Objective >> Can you rewrite the listing from the line holding "target | grassy hill" through the end of the listing, inclusive, replacing "drop a pin" with "place a marker" and leaving everything else unchanged?

Entries supplied >>
====
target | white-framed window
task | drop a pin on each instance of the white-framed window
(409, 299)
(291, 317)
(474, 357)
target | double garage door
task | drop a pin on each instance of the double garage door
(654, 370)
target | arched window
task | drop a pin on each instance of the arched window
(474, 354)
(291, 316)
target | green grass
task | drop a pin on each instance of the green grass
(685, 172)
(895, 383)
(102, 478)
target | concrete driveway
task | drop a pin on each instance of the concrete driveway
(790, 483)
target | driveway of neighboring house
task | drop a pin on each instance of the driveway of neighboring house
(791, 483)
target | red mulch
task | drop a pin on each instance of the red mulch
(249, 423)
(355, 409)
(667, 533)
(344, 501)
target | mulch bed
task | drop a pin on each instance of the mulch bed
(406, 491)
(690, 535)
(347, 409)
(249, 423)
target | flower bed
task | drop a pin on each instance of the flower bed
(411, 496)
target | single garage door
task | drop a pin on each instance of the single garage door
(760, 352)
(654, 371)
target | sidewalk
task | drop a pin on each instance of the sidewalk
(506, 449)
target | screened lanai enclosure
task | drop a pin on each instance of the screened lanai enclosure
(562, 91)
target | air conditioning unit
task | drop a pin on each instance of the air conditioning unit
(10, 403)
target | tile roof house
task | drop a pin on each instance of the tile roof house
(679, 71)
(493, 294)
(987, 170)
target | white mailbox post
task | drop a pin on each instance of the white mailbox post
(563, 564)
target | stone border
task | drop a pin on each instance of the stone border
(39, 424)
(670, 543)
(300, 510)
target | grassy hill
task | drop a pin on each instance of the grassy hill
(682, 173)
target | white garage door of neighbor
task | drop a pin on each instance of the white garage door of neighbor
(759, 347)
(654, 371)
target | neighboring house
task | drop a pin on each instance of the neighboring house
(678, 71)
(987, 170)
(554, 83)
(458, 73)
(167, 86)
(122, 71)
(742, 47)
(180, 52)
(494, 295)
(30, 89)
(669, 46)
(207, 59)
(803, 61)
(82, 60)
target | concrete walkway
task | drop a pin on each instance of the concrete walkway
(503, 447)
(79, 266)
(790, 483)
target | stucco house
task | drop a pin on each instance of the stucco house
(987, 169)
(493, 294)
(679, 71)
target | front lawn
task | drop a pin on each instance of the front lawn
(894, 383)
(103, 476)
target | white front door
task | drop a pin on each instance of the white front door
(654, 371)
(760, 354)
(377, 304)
====
Reply to the task >>
target | grassy hill
task | place a marker on each instance of the grassy hill
(682, 173)
target | white garage door of neighbor
task | place a marker on each instance of the white garage door of neighbor
(759, 347)
(654, 371)
target | neighboring house
task | place a marker on each instance of the neighboring house
(678, 71)
(987, 170)
(554, 83)
(458, 73)
(167, 86)
(122, 71)
(742, 47)
(180, 52)
(494, 295)
(30, 89)
(669, 46)
(207, 59)
(803, 61)
(82, 60)
target | concrete walkway
task | place a marker on each instance of the concrete walkway
(503, 447)
(79, 266)
(790, 483)
target | stucco house
task | place a marker on each instance of the stucco house
(987, 169)
(493, 294)
(679, 71)
target | front lawn
task | place a marker on each instance of the front lawn
(894, 383)
(103, 476)
target | white front door
task | place a marker on each instance of the white front door
(654, 371)
(760, 354)
(377, 304)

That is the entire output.